◆ DIRECTIONS: Please show each line of the data below that contains the string "church".

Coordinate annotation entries
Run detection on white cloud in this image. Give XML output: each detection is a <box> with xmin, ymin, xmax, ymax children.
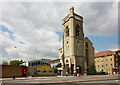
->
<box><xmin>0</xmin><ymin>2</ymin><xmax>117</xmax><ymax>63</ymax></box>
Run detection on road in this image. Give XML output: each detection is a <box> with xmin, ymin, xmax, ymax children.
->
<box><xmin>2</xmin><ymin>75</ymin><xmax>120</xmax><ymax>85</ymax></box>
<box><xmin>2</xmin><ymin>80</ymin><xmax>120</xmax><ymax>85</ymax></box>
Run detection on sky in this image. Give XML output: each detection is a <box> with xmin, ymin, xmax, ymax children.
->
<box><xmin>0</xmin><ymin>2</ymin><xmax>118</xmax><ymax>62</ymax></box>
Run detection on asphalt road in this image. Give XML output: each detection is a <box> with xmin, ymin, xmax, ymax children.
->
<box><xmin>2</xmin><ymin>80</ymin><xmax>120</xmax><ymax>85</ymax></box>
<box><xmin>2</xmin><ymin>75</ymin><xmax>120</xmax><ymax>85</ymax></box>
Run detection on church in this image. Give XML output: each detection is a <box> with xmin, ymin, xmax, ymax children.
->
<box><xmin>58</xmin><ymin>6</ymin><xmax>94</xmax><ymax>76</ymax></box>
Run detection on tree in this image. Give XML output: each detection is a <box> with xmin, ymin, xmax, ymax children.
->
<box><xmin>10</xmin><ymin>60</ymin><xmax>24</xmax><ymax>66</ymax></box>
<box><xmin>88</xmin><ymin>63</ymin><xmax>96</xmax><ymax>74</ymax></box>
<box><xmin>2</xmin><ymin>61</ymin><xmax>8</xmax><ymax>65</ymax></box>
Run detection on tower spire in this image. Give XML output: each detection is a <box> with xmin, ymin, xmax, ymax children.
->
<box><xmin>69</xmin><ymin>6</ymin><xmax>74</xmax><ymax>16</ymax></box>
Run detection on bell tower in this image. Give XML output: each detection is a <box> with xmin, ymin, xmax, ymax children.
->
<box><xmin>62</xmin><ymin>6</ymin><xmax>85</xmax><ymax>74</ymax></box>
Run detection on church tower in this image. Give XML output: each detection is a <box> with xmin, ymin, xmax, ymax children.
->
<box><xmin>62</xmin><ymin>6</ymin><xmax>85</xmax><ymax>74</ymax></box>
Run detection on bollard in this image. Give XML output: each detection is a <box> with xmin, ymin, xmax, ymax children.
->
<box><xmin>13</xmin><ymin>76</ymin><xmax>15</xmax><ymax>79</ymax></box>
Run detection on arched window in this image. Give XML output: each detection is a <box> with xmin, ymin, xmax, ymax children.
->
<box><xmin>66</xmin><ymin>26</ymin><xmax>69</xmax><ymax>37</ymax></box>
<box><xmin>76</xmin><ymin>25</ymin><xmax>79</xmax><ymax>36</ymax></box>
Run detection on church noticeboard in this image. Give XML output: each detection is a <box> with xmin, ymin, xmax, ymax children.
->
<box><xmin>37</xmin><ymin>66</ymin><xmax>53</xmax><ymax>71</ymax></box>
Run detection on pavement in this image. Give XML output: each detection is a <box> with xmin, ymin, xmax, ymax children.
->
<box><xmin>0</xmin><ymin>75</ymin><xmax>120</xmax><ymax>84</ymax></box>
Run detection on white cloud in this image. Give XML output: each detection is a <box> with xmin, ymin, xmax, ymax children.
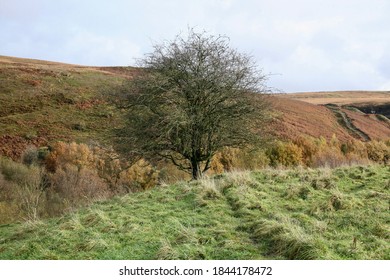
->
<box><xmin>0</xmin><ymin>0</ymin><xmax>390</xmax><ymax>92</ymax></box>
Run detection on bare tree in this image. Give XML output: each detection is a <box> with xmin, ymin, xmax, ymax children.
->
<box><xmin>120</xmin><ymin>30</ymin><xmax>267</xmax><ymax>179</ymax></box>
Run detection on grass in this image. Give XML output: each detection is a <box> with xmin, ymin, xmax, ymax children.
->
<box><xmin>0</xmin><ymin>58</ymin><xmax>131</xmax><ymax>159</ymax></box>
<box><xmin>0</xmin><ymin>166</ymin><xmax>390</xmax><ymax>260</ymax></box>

...

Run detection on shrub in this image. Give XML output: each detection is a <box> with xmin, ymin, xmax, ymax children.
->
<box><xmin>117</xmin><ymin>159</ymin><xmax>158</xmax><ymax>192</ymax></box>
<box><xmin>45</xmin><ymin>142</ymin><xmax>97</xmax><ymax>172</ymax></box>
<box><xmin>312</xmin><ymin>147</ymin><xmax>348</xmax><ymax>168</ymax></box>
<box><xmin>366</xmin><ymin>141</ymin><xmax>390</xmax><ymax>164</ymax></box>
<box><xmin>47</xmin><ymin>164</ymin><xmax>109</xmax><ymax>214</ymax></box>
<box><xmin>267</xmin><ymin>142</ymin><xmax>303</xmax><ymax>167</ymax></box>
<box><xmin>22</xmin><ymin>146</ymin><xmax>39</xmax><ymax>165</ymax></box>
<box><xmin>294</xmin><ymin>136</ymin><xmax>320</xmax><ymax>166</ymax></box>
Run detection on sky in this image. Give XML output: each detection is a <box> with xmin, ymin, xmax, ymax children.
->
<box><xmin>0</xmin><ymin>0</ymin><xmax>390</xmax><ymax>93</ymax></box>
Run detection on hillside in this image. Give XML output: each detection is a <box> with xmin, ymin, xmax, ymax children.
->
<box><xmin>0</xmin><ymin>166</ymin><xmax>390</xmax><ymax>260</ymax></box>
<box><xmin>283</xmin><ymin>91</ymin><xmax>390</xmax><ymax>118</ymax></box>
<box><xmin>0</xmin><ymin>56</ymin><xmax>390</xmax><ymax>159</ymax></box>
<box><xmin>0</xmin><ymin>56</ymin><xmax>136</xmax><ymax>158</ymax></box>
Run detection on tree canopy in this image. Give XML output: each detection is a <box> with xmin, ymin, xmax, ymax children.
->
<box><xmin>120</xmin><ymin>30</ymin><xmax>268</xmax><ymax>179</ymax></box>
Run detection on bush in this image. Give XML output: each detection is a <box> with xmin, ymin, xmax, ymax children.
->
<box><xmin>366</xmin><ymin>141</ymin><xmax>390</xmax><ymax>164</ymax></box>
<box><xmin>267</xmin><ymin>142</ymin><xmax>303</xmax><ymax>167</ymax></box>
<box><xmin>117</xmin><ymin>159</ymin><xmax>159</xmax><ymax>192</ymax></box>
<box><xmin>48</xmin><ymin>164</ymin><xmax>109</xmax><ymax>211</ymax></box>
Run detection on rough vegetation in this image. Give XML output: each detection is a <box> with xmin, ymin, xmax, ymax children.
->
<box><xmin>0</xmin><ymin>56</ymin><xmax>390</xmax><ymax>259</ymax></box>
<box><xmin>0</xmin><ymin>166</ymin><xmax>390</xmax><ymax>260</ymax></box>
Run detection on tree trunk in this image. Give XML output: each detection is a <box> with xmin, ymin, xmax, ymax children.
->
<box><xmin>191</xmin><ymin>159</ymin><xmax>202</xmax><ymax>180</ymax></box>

◆ RESPONSE TO THIS TASK:
Run detection on church in this image. Give XML output: each detection is a <box> with xmin, ymin, xmax, ymax children.
Run detection on church tower in this image. Give XML output: each detection is a <box> with xmin, ymin, xmax, ymax children.
Run detection on church noticeboard in this image. Give XML output: each detection is a <box> with xmin, ymin, xmax, ymax children.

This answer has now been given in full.